(Records provided)

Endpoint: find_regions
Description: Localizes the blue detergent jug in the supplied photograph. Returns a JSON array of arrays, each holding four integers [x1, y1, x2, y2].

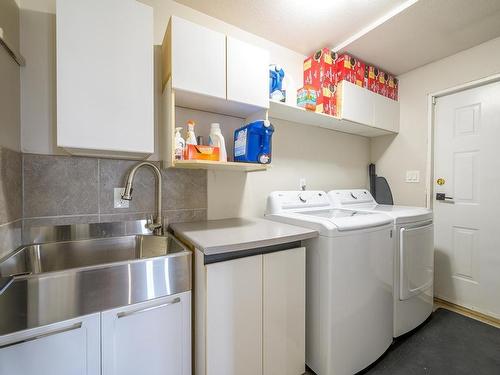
[[234, 120, 274, 164]]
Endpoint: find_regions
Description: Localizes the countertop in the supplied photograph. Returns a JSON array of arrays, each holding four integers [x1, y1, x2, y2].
[[170, 217, 318, 255]]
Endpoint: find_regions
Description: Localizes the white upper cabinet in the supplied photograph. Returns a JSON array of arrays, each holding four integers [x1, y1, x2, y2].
[[56, 0, 154, 158], [165, 16, 226, 99], [162, 17, 270, 117], [226, 36, 269, 109], [337, 81, 400, 134]]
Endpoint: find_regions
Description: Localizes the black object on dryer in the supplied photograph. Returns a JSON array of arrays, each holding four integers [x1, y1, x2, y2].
[[369, 163, 394, 205]]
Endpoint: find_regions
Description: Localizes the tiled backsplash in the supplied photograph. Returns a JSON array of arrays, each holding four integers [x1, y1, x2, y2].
[[0, 152, 207, 257], [0, 147, 23, 258]]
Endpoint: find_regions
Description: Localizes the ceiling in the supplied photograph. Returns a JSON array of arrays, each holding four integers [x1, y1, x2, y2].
[[342, 0, 500, 75], [174, 0, 411, 56], [175, 0, 500, 75]]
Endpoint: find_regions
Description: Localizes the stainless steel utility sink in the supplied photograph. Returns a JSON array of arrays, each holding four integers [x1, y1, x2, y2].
[[0, 221, 192, 337], [0, 234, 185, 278]]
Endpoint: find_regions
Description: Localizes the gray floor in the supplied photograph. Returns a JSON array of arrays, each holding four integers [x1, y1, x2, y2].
[[306, 308, 500, 375]]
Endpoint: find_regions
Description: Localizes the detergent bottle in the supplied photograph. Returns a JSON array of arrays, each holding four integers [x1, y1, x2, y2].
[[185, 120, 197, 145], [208, 123, 227, 162], [234, 120, 274, 164], [174, 127, 185, 160]]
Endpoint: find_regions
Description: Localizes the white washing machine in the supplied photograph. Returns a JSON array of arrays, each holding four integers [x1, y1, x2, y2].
[[265, 191, 394, 375], [328, 189, 434, 337]]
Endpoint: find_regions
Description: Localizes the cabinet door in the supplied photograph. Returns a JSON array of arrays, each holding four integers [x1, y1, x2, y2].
[[56, 0, 154, 156], [0, 313, 100, 375], [373, 93, 400, 133], [171, 16, 226, 99], [102, 292, 191, 375], [226, 36, 269, 109], [338, 80, 374, 125], [206, 255, 263, 375], [263, 248, 306, 375]]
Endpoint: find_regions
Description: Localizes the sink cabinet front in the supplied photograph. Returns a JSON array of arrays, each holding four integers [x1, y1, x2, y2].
[[101, 291, 192, 375], [0, 313, 101, 375], [0, 292, 191, 375]]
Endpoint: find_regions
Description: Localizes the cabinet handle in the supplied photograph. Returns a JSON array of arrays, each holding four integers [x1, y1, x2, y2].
[[117, 297, 181, 319], [0, 322, 82, 349]]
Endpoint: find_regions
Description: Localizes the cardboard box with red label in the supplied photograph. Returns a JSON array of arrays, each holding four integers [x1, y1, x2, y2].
[[303, 49, 398, 112], [387, 76, 399, 101], [334, 53, 366, 88], [315, 83, 337, 116], [303, 48, 335, 88]]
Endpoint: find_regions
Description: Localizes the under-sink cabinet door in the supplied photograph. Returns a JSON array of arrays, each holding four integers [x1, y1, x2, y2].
[[263, 247, 306, 375], [0, 313, 100, 375], [206, 255, 263, 375], [101, 291, 191, 375]]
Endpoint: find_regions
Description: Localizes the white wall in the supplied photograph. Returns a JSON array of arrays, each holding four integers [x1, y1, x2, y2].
[[371, 36, 500, 207], [18, 0, 371, 219], [0, 0, 21, 151]]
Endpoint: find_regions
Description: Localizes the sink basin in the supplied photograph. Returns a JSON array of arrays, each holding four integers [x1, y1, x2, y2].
[[0, 234, 185, 278], [0, 221, 192, 337]]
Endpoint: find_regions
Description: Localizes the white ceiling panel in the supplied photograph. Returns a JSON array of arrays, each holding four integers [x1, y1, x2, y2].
[[340, 0, 500, 75], [174, 0, 410, 56]]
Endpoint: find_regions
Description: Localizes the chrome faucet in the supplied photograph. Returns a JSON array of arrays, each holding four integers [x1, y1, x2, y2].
[[122, 162, 163, 235]]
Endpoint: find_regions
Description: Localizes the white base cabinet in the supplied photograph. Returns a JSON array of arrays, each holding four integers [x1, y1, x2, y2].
[[0, 313, 101, 375], [102, 291, 191, 375], [206, 255, 263, 375], [195, 247, 306, 375], [0, 292, 191, 375], [263, 248, 306, 375]]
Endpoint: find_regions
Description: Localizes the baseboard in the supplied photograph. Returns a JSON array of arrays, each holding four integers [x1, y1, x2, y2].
[[434, 297, 500, 328]]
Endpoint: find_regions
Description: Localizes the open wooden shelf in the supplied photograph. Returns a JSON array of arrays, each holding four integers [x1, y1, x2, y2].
[[268, 100, 395, 138], [173, 159, 269, 172]]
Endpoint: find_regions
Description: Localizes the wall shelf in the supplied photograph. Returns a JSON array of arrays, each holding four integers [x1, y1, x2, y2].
[[269, 81, 399, 138], [173, 160, 269, 172], [268, 100, 395, 138]]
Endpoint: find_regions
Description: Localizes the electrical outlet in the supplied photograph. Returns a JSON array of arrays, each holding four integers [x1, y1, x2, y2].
[[405, 170, 420, 183], [299, 178, 307, 191], [114, 188, 129, 208]]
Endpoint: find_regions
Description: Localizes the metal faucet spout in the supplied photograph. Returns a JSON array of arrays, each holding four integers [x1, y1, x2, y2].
[[122, 162, 163, 234]]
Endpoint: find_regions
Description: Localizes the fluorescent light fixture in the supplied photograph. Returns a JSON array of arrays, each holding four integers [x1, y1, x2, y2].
[[333, 0, 419, 52]]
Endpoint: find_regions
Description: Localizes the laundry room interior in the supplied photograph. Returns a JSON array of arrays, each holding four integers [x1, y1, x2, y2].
[[1, 0, 500, 374]]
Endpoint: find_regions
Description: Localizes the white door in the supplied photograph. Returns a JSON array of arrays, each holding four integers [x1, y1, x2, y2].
[[101, 292, 191, 375], [206, 255, 263, 375], [0, 314, 100, 375], [226, 36, 269, 109], [434, 80, 500, 319], [263, 248, 305, 375]]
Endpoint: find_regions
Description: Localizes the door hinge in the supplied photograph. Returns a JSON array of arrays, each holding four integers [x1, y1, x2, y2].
[[432, 97, 437, 105], [390, 229, 393, 238]]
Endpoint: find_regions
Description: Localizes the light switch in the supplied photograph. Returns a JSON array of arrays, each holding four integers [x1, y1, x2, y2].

(End Records provided)

→ Task item
Extract the entries in full, exactly as they are, minus the pictures.

→ Solution to the problem
Endpoint: find_regions
Description: Localizes the blue detergent jug in the supplied photograph. Returns a JSON array of arrays, each holding four integers [x1, y1, x2, y2].

[[234, 120, 274, 164]]
Endpoint: find_regions
Description: Localizes the countertop in the supplied photograph. Returns a JSON array of arrays, each holding four integers [x1, y1, x2, y2].
[[170, 217, 318, 255]]
Endpoint: find_regions
Description: Localizes the white upper cabinet in the supplied photograph. Returns a JSON array of arrays, each holding four integers [x1, y1, x2, y2].
[[56, 0, 154, 158], [165, 16, 226, 99], [162, 17, 270, 117], [226, 36, 269, 109], [337, 81, 400, 134]]
Endpoint: find_regions
Description: Localizes the black object on dryer in the supplied photograph. Returns a JSON array of arrays, each holding four integers [x1, y1, x2, y2].
[[369, 163, 394, 205]]
Endpoint: find_regions
Description: Localizes the tiled backsplash in the supplied photograph. Returns a JSON array of arrays, each holding four integers [x1, y1, x2, y2].
[[0, 152, 207, 257], [0, 147, 23, 258]]
Endpoint: find_regions
Description: Localizes the ceiling in the supplied photograph. Returns a JSON array of arrays, each holding four integers [x1, y1, x2, y2].
[[342, 0, 500, 75], [174, 0, 411, 56], [175, 0, 500, 75]]
Endpoint: find_regions
Description: Localizes the stainless steel utility sink in the supplied photograph. Returns a JSON array of arrays, each holding four integers [x1, y1, x2, y2].
[[0, 221, 192, 337], [0, 234, 185, 278]]
Endpoint: find_regions
Description: Localizes the gray floor in the supplied photograph. Returns a JSON array of arrays, each holding four integers [x1, y1, x2, y2].
[[306, 308, 500, 375]]
Endpoint: find_regions
Description: Localizes the detergent bottle in the supplied photograph. Returns a JSON array of arrays, each holding four integers [x1, y1, x2, y2].
[[185, 120, 197, 145], [208, 123, 227, 162], [234, 120, 274, 164], [174, 127, 185, 160]]
Endpoint: find_regions
Description: Localizes the white washing machine in the supplied photograph. Returns a JSON array of arrays, each holding four integers [x1, y1, x2, y2].
[[265, 191, 394, 375], [328, 189, 434, 337]]
Endpoint: find_regions
Description: Localizes the cabinet door in the supplied photograph. Returns a JSON array of arrays, each holding four integers [x1, y1, x2, y2].
[[56, 0, 154, 156], [0, 313, 100, 375], [373, 93, 400, 133], [171, 16, 226, 99], [102, 292, 191, 375], [226, 36, 269, 109], [338, 80, 374, 125], [206, 255, 263, 375], [263, 248, 306, 375]]
Endpoint: find_regions
Description: Localizes the sink cabinet front in the supplied photograph. Returns a JSON array of arrays, each holding four integers [x1, y1, x2, y2].
[[101, 291, 192, 375], [0, 313, 101, 375], [0, 292, 191, 375]]
Endpoint: find_regions
Description: Localizes the cabinet handle in the supplied photograph. Returns a JSON array of arrays, each holding four integers [x1, y1, x2, y2].
[[117, 297, 181, 319], [0, 322, 82, 349]]
Endpoint: find_regions
Description: Localizes the cardboard box with red label in the supplied photograph. Returns a JSON array of arrays, each holding four integers [x1, y1, x2, y2].
[[303, 49, 398, 112], [387, 76, 399, 101], [334, 53, 366, 88], [315, 83, 337, 116], [303, 48, 335, 88]]
Endpoint: find_regions
Description: Localizes the under-sink cabinet door in the supplied photograph. Returns a JSON array of arrays, each holding four integers [x1, y1, x2, y2].
[[263, 247, 306, 375], [0, 313, 100, 375], [206, 255, 263, 375], [101, 291, 191, 375]]
Endpoint: find_regions
Description: Localizes the white wall in the supplied photograph. Returns a JSON array of arrays, each holding four integers [x1, y1, x2, y2].
[[371, 36, 500, 207], [18, 0, 371, 219], [0, 0, 21, 151]]
Endpoint: find_regions
Description: Localizes the sink basin in the supplied photograph. Returns a JSON array of arrays, each holding four integers [x1, y1, x2, y2].
[[0, 234, 185, 278], [0, 221, 192, 337]]
Endpoint: find_regions
Description: Localizes the white ceiling panel in the supplied photograph. Returns a JSON array of arrays, each holding four integers [x1, y1, x2, y2].
[[340, 0, 500, 75], [174, 0, 410, 56]]
Endpoint: find_regions
Description: Localizes the chrome faucet in the supplied photograph. Returns a JSON array of arrays, each holding four integers [x1, y1, x2, y2].
[[122, 162, 163, 235]]
Endpoint: find_regions
Description: Localizes the white base cabinet in the supplied photograph. Returns a JSON array of arrays, each holding four integers [x1, y1, x2, y2].
[[0, 313, 101, 375], [102, 291, 191, 375], [206, 255, 263, 375], [195, 247, 306, 375], [0, 292, 191, 375], [263, 248, 306, 375]]
Endpoint: find_regions
Description: Localizes the baseboard in the supplied photograph. Returns a JSON array of arrays, each holding four integers [x1, y1, x2, y2].
[[434, 297, 500, 328]]
Endpoint: find_regions
Description: Localizes the open wooden shelf in the supplied photograph. Returns a JSON array of arrays, each holding four integers [x1, y1, x2, y2].
[[268, 100, 395, 138], [173, 159, 269, 172]]
Endpoint: find_regions
Description: Localizes the wall shelf in the supplied photograph. Returns a JSON array of arrays, each holding four integers [x1, y1, x2, y2].
[[269, 81, 399, 138], [173, 160, 269, 172], [268, 100, 395, 138]]
Endpoint: find_regions
Description: Localizes the electrical outlet in the supplied photograph. Returns a JSON array of arrays, each holding four integers [x1, y1, x2, y2].
[[405, 170, 420, 183], [299, 178, 307, 191], [114, 188, 129, 208]]
Endpoint: find_regions
Description: Localizes the metal faucet spout in the supplied photograph. Returns a JSON array of arrays, each holding four integers [x1, y1, x2, y2].
[[122, 162, 163, 234]]
Endpoint: find_regions
Description: Localizes the fluorescent light fixture in the supplied photograph. Returns a JSON array of arrays, each holding four integers [x1, y1, x2, y2].
[[333, 0, 419, 52]]
Endpoint: find_regions
Description: Localizes the laundry room interior in the supplied photograph. Returns a JSON array of arrays, each holding four integers [x1, y1, x2, y2].
[[1, 0, 500, 374]]
Endpoint: find_regions
Description: Localizes the white door in the supplied photograph. Returns a JSON array of arrays, each holding four integers [x1, y1, x2, y2].
[[101, 292, 191, 375], [206, 255, 263, 375], [0, 314, 100, 375], [226, 36, 269, 109], [434, 80, 500, 319], [263, 248, 305, 375]]
Endpoint: find_regions
Description: Localizes the door hinge in the supplied photograph. Returns a JSON array of arrays, each holding four integers [x1, y1, x2, y2].
[[432, 97, 437, 105], [390, 229, 393, 238]]
Endpoint: find_regions
Description: Localizes the light switch in the supplied photograph. Returns a JSON array of arrays, each holding four integers [x1, y1, x2, y2].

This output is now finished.